> **Work item**
This exercise asks for a copy of each line in the records below with the word "position" in it.

> **Dataset content**

──────

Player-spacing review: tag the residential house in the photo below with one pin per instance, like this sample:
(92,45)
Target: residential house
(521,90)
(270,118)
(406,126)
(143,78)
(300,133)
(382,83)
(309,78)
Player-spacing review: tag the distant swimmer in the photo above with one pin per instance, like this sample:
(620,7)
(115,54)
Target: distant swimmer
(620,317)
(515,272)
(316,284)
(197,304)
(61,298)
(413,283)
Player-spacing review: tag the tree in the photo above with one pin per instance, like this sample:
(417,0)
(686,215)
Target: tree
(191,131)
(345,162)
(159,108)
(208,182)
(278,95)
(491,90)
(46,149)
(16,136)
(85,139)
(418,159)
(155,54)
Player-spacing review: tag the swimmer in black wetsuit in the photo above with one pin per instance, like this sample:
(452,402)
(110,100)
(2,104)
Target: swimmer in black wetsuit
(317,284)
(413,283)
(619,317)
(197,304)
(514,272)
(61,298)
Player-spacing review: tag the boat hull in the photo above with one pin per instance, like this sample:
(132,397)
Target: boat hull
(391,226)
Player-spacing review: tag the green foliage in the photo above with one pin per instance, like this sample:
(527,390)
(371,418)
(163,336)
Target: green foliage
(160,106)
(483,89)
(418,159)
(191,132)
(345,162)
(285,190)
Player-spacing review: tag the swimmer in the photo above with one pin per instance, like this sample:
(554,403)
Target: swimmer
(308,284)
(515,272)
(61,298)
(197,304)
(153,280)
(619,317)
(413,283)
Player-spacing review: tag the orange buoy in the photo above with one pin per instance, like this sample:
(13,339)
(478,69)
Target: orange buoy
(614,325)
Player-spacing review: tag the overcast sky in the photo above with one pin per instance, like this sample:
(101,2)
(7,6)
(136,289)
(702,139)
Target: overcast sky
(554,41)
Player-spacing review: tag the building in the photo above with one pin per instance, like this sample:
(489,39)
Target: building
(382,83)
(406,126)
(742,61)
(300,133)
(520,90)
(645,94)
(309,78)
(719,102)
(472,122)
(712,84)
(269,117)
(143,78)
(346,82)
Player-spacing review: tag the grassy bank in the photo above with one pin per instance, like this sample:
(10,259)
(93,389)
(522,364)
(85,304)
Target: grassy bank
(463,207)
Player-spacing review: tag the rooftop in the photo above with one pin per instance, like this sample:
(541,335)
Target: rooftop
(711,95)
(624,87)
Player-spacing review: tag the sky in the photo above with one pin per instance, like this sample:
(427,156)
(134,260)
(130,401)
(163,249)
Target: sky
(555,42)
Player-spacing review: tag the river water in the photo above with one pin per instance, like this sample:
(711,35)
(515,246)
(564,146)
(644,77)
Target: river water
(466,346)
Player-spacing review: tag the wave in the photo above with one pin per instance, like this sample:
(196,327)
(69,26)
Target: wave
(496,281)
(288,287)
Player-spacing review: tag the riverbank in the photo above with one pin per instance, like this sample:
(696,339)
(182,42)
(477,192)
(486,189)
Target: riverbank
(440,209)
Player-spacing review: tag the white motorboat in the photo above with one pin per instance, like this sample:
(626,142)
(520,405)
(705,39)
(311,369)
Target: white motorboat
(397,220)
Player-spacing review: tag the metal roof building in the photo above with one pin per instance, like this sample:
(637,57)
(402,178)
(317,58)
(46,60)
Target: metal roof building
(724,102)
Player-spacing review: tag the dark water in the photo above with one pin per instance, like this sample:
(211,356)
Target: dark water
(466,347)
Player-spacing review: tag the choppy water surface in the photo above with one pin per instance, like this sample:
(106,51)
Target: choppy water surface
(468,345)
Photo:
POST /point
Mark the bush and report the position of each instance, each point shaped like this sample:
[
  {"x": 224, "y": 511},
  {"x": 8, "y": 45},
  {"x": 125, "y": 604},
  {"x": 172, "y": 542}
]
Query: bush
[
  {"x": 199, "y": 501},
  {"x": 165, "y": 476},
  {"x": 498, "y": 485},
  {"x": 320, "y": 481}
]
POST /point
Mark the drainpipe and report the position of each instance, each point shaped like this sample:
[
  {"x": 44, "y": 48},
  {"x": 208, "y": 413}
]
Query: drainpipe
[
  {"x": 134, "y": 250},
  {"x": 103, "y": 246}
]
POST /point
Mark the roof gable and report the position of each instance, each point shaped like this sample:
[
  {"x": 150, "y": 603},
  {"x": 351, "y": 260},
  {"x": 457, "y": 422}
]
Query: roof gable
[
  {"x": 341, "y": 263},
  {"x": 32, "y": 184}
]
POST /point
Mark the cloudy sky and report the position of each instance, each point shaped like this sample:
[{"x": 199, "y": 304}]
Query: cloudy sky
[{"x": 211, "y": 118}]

──────

> **Task output**
Mark the bush and report the position of each instance, each point shaped like this sample:
Mark the drainpipe and report the position of each instance, each point shaped like this sample:
Mark the roof gable and report the position of each instance, each point shaped like this sample:
Mark the cloudy sky and report the position of each instance, each point shaped like this sample:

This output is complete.